Work instruction ▸
Line by line, the data below should be set down unchanged, with images excluded.

···

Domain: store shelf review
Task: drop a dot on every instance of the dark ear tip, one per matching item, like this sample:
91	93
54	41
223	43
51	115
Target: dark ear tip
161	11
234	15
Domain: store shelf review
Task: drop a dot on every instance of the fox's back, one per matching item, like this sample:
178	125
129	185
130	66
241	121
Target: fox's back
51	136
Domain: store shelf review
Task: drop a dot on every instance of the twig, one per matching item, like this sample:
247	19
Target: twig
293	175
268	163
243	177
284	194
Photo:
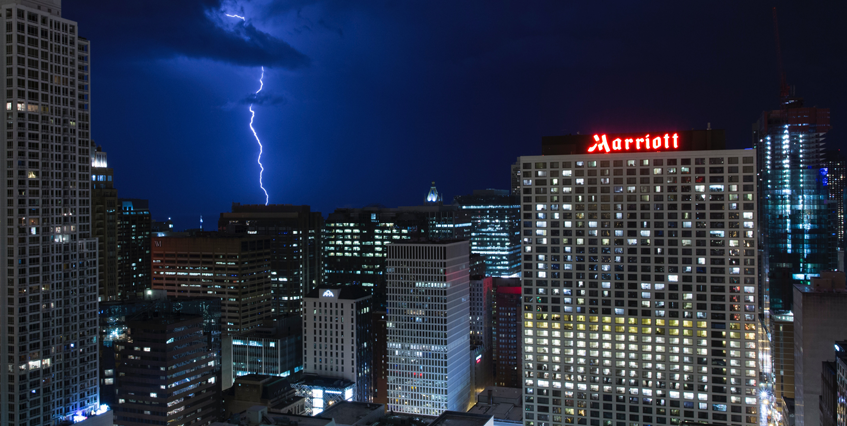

···

Output of the task ▸
Domain: store shelf review
Task: drop a dot on every instance of the dark ear tip, one per matching item, like this sample:
91	93
54	41
223	43
51	115
Target: dark ear tip
161	11
234	15
Domain: store shelf review
Task: drop a dot on every instance of the fox's back, one per matching item, like this sample:
178	125
129	185
130	66
241	121
Target: fox's back
51	136
Domain: store shelf review
Task: drop a dot on every instance of the twig, one per matching item, like this sample:
247	19
Target: twig
293	175
268	163
243	177
284	194
Photo:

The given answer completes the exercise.